>> START Exercise data

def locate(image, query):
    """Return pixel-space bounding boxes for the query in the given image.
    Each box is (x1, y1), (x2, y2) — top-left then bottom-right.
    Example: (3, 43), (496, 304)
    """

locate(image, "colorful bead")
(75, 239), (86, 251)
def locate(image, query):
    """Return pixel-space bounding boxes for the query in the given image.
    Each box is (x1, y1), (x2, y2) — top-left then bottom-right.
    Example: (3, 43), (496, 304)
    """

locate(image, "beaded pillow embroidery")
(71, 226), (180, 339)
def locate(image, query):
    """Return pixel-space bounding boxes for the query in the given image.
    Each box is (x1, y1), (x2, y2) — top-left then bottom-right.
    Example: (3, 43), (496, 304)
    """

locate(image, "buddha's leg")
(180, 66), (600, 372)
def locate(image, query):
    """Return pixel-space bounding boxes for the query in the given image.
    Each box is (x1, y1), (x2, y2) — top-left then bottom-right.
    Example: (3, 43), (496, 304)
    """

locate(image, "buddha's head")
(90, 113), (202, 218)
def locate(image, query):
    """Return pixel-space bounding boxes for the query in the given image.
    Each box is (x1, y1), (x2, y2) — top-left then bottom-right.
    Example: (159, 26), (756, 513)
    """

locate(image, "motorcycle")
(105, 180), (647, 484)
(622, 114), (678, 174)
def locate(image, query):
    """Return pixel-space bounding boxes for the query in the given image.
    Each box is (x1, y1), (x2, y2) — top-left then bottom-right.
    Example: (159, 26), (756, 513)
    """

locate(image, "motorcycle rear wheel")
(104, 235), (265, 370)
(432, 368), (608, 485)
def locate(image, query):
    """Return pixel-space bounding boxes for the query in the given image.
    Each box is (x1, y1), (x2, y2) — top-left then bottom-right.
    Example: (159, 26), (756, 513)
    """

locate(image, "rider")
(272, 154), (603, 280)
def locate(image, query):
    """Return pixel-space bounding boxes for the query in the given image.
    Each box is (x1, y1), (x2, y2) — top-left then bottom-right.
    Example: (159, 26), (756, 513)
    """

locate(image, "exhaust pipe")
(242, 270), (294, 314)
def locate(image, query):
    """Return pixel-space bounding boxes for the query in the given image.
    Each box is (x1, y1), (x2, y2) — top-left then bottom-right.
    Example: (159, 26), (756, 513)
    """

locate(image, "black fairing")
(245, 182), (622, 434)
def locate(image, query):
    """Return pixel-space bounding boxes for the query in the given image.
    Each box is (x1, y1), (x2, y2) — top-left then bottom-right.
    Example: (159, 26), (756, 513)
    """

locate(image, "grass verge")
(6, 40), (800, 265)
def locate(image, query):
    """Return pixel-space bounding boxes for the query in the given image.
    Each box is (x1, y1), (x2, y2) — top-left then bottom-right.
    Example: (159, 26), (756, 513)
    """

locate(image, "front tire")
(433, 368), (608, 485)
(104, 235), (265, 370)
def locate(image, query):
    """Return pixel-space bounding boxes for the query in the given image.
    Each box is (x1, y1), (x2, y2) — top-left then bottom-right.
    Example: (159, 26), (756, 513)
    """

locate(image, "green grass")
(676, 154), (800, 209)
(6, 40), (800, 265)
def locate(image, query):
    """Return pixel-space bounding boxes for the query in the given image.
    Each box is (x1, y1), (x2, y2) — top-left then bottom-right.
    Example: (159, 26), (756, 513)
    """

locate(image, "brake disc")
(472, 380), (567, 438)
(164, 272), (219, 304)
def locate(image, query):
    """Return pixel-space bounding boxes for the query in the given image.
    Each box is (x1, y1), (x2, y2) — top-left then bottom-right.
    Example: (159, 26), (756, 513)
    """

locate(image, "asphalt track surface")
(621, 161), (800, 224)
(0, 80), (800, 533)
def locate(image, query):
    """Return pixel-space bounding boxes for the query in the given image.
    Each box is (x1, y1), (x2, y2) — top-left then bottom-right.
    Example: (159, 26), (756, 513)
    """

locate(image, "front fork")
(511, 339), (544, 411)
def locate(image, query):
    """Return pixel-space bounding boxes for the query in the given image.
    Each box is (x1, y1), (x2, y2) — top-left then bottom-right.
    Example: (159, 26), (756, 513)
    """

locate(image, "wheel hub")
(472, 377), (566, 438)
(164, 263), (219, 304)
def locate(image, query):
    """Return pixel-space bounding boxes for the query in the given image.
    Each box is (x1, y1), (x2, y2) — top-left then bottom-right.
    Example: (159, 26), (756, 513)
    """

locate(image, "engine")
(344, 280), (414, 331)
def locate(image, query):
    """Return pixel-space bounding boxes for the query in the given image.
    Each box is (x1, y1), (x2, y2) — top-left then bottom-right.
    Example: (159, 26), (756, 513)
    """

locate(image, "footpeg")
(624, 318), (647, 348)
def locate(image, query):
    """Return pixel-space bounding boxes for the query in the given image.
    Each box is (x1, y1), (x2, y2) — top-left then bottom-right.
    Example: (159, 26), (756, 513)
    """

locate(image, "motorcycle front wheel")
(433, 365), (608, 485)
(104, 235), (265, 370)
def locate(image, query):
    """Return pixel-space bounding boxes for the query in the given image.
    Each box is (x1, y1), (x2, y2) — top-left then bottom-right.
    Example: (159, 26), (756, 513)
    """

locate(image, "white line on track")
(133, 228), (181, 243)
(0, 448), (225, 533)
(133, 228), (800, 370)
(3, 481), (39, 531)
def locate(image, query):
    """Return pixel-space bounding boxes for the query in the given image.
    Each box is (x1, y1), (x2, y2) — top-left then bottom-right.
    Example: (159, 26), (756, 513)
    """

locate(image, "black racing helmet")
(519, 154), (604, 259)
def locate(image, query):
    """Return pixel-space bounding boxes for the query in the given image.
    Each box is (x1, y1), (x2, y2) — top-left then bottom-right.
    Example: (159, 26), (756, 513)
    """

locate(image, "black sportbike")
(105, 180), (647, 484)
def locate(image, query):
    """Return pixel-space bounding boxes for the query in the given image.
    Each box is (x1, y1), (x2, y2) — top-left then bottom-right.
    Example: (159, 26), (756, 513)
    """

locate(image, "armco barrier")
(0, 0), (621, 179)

>> END Exercise data

▶ Your instructions:
Reproduce the data word for word, starting at its first line and ending after the line that contains "(75, 239), (86, 251)".

▶ Solution:
def locate(image, query):
    """Return pixel-space bounding boxes for the query in the given image.
    Each box is (x1, y1), (x2, y2) — top-left then bottom-right.
    Example: (3, 43), (496, 304)
    """

locate(image, "colorful bead")
(75, 239), (86, 251)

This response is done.